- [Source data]

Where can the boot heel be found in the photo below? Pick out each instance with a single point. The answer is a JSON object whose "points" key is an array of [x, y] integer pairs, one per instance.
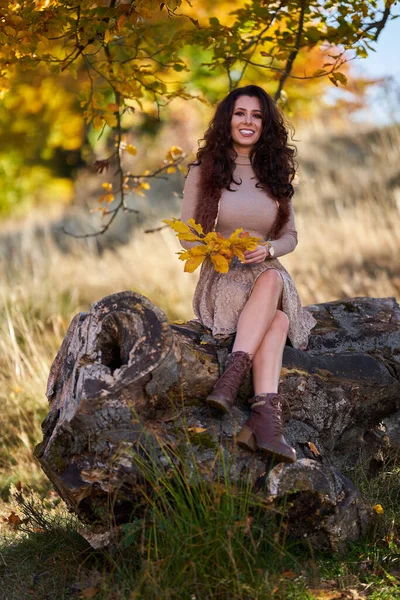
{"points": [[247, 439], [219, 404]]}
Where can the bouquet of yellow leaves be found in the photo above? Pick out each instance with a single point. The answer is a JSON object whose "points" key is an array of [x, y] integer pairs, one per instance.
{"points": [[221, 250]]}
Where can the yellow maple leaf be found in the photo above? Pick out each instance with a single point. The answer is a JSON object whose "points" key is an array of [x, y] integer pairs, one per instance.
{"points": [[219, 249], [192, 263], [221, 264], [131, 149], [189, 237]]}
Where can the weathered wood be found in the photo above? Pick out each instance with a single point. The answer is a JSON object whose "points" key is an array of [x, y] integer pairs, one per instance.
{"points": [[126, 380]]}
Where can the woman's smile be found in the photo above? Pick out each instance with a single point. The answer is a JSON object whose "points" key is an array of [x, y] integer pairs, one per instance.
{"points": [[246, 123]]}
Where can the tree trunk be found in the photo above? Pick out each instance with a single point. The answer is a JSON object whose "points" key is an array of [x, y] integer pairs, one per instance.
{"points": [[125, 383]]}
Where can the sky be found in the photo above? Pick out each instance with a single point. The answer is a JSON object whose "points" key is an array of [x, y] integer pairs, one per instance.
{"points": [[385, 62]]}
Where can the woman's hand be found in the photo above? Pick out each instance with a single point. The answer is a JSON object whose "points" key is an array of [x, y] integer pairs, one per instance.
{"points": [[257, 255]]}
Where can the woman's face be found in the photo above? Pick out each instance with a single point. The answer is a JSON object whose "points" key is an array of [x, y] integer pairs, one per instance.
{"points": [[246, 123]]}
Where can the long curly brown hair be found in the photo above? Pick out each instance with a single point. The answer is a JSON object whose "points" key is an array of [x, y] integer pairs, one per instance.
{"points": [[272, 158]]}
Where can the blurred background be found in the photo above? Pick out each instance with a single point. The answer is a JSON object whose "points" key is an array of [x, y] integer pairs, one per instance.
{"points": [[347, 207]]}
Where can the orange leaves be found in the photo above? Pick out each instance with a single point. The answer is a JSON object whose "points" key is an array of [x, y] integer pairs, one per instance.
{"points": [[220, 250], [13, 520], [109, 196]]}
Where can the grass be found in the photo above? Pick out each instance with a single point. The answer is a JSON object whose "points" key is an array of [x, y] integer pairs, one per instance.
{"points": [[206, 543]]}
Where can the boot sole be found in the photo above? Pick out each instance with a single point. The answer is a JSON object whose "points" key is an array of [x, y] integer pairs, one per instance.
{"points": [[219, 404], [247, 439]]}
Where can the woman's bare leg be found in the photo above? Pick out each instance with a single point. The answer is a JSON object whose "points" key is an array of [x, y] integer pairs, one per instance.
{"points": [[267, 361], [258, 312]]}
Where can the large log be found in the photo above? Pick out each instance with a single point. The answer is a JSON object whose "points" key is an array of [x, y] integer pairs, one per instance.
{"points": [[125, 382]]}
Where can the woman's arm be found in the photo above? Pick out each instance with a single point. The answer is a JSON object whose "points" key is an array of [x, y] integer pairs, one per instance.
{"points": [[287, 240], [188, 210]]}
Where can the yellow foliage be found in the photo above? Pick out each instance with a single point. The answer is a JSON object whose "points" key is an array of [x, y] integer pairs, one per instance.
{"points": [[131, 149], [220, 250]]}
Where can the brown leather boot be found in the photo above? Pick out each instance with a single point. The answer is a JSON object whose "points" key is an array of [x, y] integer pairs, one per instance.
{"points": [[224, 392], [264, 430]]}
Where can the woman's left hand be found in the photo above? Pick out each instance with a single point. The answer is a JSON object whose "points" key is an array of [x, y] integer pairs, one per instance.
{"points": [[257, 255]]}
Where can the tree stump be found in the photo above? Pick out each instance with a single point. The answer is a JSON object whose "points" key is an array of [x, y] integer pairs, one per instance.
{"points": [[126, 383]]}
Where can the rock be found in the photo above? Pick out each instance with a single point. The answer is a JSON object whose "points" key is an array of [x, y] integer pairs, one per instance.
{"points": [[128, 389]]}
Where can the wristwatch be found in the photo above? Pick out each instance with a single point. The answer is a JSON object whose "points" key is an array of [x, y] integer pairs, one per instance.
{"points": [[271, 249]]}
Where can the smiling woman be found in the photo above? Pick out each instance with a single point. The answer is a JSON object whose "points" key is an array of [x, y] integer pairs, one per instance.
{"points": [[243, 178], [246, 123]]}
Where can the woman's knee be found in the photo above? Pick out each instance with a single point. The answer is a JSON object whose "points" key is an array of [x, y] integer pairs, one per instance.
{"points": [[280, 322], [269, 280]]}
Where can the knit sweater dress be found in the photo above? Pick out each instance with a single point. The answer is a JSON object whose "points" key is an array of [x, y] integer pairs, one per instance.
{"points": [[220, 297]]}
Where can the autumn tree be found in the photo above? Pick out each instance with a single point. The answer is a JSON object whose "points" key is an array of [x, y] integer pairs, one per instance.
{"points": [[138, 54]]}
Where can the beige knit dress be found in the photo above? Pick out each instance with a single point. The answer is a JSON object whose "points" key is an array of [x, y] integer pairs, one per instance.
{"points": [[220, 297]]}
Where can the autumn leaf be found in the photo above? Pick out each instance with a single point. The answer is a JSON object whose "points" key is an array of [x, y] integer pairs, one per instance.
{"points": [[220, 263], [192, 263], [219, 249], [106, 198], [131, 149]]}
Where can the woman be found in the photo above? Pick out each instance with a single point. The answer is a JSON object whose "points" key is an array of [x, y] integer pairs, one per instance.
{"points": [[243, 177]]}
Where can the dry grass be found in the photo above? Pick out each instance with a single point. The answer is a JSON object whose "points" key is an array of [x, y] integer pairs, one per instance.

- [The request]
The data should be printed again unchanged; leave its pictures out.

- [Solved problem]
Where can the boot heel be found in the photo below? Pick out each instance with a single point. The answer is a JSON object whose "points" key is an array of [x, y] integer pairs, one per instance.
{"points": [[247, 439], [219, 404]]}
Where can the bouquet of yellow leaves be found in the photo above? Pick out each instance with a single point. The answer is a JSON object whose "points" key is an array of [x, y] integer pairs, one per instance.
{"points": [[221, 250]]}
Where can the yellow maple leaf be found in the photo above? Pick out each instance with a single point. The answer is a JSON object whose "points" key is an array of [x, y] integer pairs, one per instance.
{"points": [[219, 249], [192, 263], [221, 264], [131, 149], [189, 237]]}
Where can the weathered wood be found in the photo above? Pick out each instance with a single point. The answer is a JSON object whose "points" key is an array of [x, y] integer pairs, one per instance.
{"points": [[126, 380]]}
Where can the woman's smile be found in the photo above? Pick out each instance with a single point. The answer is a JSON object whose "points" key is an array of [x, y] integer pairs, one per instance.
{"points": [[246, 123]]}
Where can the tree trunk be found in the photo above? Pick out each instance with a single point. The answer is a JSON object whose "points" key is an array of [x, y] integer pairs, one per instance.
{"points": [[125, 383]]}
Where can the sky be found in the photo above? Pick out each instance with a single point. The answer is a JSON object whose "points" key is an array of [x, y] integer pairs, one per instance.
{"points": [[385, 62]]}
Where can the woman's hand be found in the photo above? Pick out each instance with a single point. The answer is a JSON object whose "points" key is an array of [x, y] integer pairs, one per instance.
{"points": [[257, 255]]}
Where can the woman's face be found in the photo above? Pick out each instance with a single point. The answer is a JSON object whose "points" key is an array of [x, y] integer pairs, one per instance.
{"points": [[246, 123]]}
Where can the long curly brown hair be found in the photo above? Pick out each instance with a single point. The answer is a JSON object whose "points" key is an array of [x, y] integer pairs, one per instance.
{"points": [[272, 158]]}
Where can the blurred background be found in the photo above? Pick out each instance with a single point. The answer is a JSON object whose "points" key is an array of [x, y] integer pairs, one per instance.
{"points": [[347, 207]]}
Where can the orange leaves be found in the photo above? Pick out each instance with a single point. The answer is a JSON object whose "points" key is an array of [x, y] integer pairs, one per instance.
{"points": [[220, 250], [13, 520], [109, 196]]}
Where can the grass be found in the photo above? Pick out each instance with a single point. The answer is a JSON object whose "points" key is an array of [x, y] integer pairs, one per instance.
{"points": [[206, 543]]}
Where can the boot sole be found in the photo above? Pick out each instance with a single point. The answer is a JSON object whose "points" key is an array of [x, y] integer pairs, one per instance.
{"points": [[219, 404], [247, 439]]}
Where can the woman's bare leg be found in the photo above? Pick out each instance with a single point. The answer is a JSON object whose "points" key is an array of [x, y] integer pairs, one per instance.
{"points": [[267, 361], [258, 312]]}
Where can the large log be found in the photo above? Pick out each instance with a single point. The answer is a JSON object whose "points" key is an array of [x, y] integer pairs, one per instance.
{"points": [[125, 382]]}
Where can the woman's arm be found in the photo above? Pick out each instance with a single point. The answer is a JSON object whose "points" key is an array of [x, y] integer pairs, one per instance.
{"points": [[287, 240], [188, 210]]}
Where can the yellow foliage be found in the photo above? Pick out each instance with a single point. The answer is a JSON object whose "points" key is an array of [x, y] integer pairs, one per instance.
{"points": [[131, 149], [220, 250]]}
Where can the brown leather boot be found in the photo above? Pick out each instance with a single point. The answer is a JSON object whose "points" key is an array of [x, y] integer pairs, one per instance.
{"points": [[224, 392], [264, 430]]}
Where can the woman's left hand be found in the photo above? Pick out each instance with a single point. The answer is a JSON object whose "points" key is an array of [x, y] integer pairs, one per instance.
{"points": [[257, 255]]}
Where can the tree stump be found in the photo above? Pick out each instance with a single point. The answer is a JSON object whose "points" key is an array of [x, y] integer pairs, one per instance.
{"points": [[126, 383]]}
Where can the rock be found in the photo above? Pick out each instance with a single point. The answer is a JSON object whose "points" key is an array of [x, y] integer pairs, one per instance.
{"points": [[128, 389]]}
Where can the wristwatch be found in the photo above? Pick out each instance with a single point. The answer is a JSON object whose "points" key is an array of [x, y] integer pairs, one per instance.
{"points": [[271, 249]]}
Where can the smiling woman be found in the photo above? Pick out each instance with a single point. The answer is a JSON object whose "points" key is an array of [x, y] integer pairs, one per instance.
{"points": [[243, 178], [246, 123]]}
Where can the woman's knee be found in the photo above? Pick out each instance with a single point. The answer is a JSON object whose "points" key is an array of [x, y] integer pairs, one per instance.
{"points": [[280, 322], [269, 280]]}
Where can the knit sweater dress be found in the photo above? Pick out each instance with a single point. The answer is a JSON object whose "points" key is an array of [x, y] integer pairs, one per instance.
{"points": [[220, 297]]}
Where can the autumn tree be found in the photo above? Pick out each instance with a single point. The answer is a JSON object whose "points" key is an array of [x, y] integer pairs, one per instance.
{"points": [[138, 54]]}
Where can the beige knit dress be found in the photo above? Pick out each instance with a single point. The answer is a JSON object whose "points" key is an array of [x, y] integer pairs, one per instance.
{"points": [[220, 297]]}
Where can the autumn leaf be found in the photo above? Pick out each instance with a single point. The answer is a JSON object whose "points" key is an array of [x, y] integer pairs, one per instance.
{"points": [[220, 263], [192, 263], [219, 249], [106, 198], [131, 149]]}
Where can the woman be found in the photo above? Pick out each instance with a single point. The answer is a JSON object whose "points" key is an array of [x, y] integer pairs, one per instance.
{"points": [[243, 177]]}
Where can the dry grass be found in the photo above? Pick out each instance with a single point. The answer is a JSON object whose "points" key is an array of [x, y] integer pairs, one per instance.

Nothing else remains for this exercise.